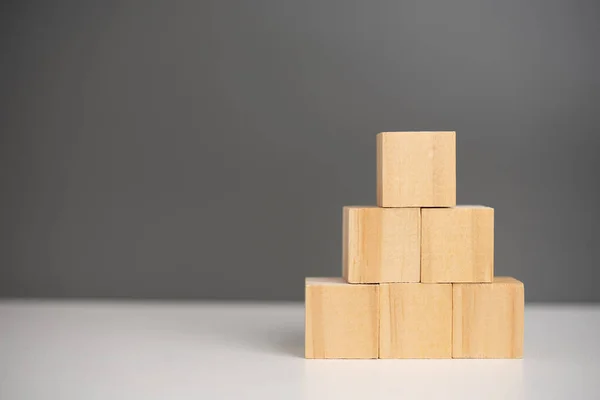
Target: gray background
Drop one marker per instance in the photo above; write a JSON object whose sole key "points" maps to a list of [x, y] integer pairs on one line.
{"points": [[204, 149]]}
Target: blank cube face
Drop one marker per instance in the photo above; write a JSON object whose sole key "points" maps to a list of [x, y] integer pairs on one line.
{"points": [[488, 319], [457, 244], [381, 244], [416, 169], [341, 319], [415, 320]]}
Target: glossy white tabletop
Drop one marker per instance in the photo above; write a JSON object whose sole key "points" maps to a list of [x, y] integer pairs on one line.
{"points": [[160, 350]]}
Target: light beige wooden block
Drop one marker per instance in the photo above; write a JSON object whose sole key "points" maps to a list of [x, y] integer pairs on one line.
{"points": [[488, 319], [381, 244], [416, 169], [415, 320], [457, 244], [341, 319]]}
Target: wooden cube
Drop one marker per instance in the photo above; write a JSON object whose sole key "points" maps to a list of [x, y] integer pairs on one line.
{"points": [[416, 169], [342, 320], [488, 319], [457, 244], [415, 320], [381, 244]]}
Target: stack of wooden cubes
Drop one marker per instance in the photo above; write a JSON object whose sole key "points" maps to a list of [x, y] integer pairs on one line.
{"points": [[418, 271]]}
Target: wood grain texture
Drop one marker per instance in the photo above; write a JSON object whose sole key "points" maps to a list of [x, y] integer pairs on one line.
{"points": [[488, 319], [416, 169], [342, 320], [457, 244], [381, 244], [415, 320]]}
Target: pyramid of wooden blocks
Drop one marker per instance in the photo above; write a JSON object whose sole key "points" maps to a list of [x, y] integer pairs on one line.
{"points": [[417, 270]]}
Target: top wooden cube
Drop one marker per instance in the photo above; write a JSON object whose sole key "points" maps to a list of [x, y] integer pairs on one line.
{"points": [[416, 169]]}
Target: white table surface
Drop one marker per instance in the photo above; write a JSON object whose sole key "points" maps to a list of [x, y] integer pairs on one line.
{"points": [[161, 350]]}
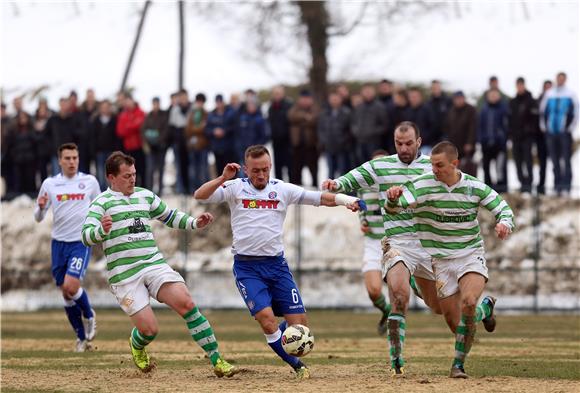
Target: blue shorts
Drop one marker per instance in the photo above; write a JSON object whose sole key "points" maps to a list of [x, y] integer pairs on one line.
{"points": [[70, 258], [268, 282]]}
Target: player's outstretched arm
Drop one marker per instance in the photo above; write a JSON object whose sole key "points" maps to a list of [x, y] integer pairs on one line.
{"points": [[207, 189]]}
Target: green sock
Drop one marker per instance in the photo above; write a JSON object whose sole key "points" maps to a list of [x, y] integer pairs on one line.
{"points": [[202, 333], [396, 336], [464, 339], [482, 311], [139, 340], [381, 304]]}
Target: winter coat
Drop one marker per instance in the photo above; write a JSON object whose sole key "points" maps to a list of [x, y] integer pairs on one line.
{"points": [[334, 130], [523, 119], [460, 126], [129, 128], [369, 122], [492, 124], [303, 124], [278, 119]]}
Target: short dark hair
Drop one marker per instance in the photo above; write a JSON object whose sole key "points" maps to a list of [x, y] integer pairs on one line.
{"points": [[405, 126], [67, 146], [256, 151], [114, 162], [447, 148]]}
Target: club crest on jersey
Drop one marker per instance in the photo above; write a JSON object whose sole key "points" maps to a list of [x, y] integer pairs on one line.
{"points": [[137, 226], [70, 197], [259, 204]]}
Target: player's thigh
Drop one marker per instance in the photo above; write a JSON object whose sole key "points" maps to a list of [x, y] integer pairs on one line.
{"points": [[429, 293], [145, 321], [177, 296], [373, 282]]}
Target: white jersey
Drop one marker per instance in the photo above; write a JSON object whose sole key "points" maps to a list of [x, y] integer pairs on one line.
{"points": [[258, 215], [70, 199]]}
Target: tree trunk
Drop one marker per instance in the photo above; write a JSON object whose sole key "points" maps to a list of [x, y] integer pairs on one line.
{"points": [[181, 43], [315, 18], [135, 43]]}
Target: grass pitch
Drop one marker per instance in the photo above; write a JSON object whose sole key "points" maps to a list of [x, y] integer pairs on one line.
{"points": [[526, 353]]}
----
● Task directions
What you return should match the records above word for word, minus the pictures.

● Result of the exercise
Target: gray background
Drop one marker per instance in the photo above; write a JSON object whose sole key "points" maps to a list of [x, y] integer pairs on one line.
{"points": [[204, 149]]}
Target: blank cube face
Drop one marker per instance in the photo above; write a JSON object whose sole key "points" maps to a list of [x, y] integer pairs on one line.
{"points": [[488, 319], [457, 244], [381, 244], [416, 169], [341, 319], [415, 320]]}
Target: glossy white tabletop
Drop one marker per instance in the photo above; write a JSON object whose sole key "points" maps to a list of [x, y] integer pairs on one line.
{"points": [[160, 350]]}
Target: light beige wooden block
Drop one marker per instance in the photo above; write a JSON object whose sole key "points" maps to a list of [x, y] integer pairs on one line.
{"points": [[488, 319], [381, 244], [416, 169], [415, 320], [457, 244], [341, 319]]}
Target: wooden cube
Drop one marker per instance in the photo above; write a JSON object whose sole key "points" maps to a list of [x, y] integer pairs on one line.
{"points": [[416, 169], [342, 320], [488, 319], [457, 244], [415, 320], [381, 244]]}
Target: stack of wooden cubes
Drop one marker per instance in the photo above; write a JSON object whose sole key "points" maps to a list of [x, y] integer pairs on one line.
{"points": [[418, 271]]}
Target: wood grain texture
Drop one marker per instance in the photo above; write a JSON object whose sole key "points" maps to a list of [x, y] integer pairs on one line.
{"points": [[488, 319], [416, 169], [342, 320], [457, 244], [381, 244], [415, 320]]}
Target: pyramid of wooden blocks
Drop one marker per instance in the photo above; write a JSON object whose sole key "points" maps to a list of [x, y] integer pairs on one line.
{"points": [[417, 270]]}
Target: top wooden cube
Drop one marker per instance in the photo above; write a JSON object whose sole key "points" maps to a list of [x, y] integer pairs on one line.
{"points": [[416, 169]]}
Target: white table surface
Drop one marker per instance in the photo above; write a JSON object whose sole key "points" maps to a list of [x, y] integer pairs on one line.
{"points": [[161, 350]]}
Target: blue shorts
Drop one marker per instance in the photo above; write a JSON object whose sole key "points" maps to a list of [x, y] integer pairs on one line.
{"points": [[70, 258], [268, 282]]}
Target: player's outstretched arm
Drop one marker per instance in the photo above; write a JSON object whose sole key "points" maps to a list of [x, y] integer pairs on one line.
{"points": [[207, 189]]}
Target: green sock
Drop one marker per instance in the photo above; write a JSON object whose sole key "points" maps to a list of [x, y] integer pairs on one line.
{"points": [[202, 333], [396, 336], [464, 339], [482, 311], [139, 340], [381, 304]]}
Target: winter coat
Drop one marker per instance in the photo above; write a JSON object whose sole key "points" maps to a list of [x, y] integer pairs on one line.
{"points": [[334, 130], [523, 119], [460, 126], [129, 128], [369, 122], [492, 124], [303, 124], [278, 119]]}
Target: short dark hair
Drop one marker per instance in the photo above; write a JSON object whose sole key "points" maps to a list of [x, y] integer pairs on one line.
{"points": [[405, 126], [67, 146], [256, 151], [114, 162], [447, 148]]}
Target: club crest on jersey
Drop one marker per instance in the photo above; write a JSON object whose sole key "points" maps to a list of [x, y] integer pairs on one line.
{"points": [[137, 226], [70, 197], [259, 204]]}
Target: player's thigh
Drop one marker per instance in the photo above; write a JSON object whose sole key "points" maps to a list of [x, y] integer pairs on one line.
{"points": [[429, 293], [145, 321], [177, 296], [373, 282]]}
Target: white jersey
Drop one marker per instance in the photo above; write a JSON object whose sole key "points" maps to a list of [x, y] integer pairs on one line.
{"points": [[258, 215], [70, 199]]}
Target: tree trunk
Drop one marker per instance in the photo above; write a JSON object whose sole key "points" maps to a list of [x, y] integer pairs on one line.
{"points": [[181, 43], [315, 18], [135, 43]]}
Target: grass pitch
Drop one marker per instance in the photo above; write a JSON object whose sole key "points" maps to a list of [x, y] integer pairs on one line.
{"points": [[526, 353]]}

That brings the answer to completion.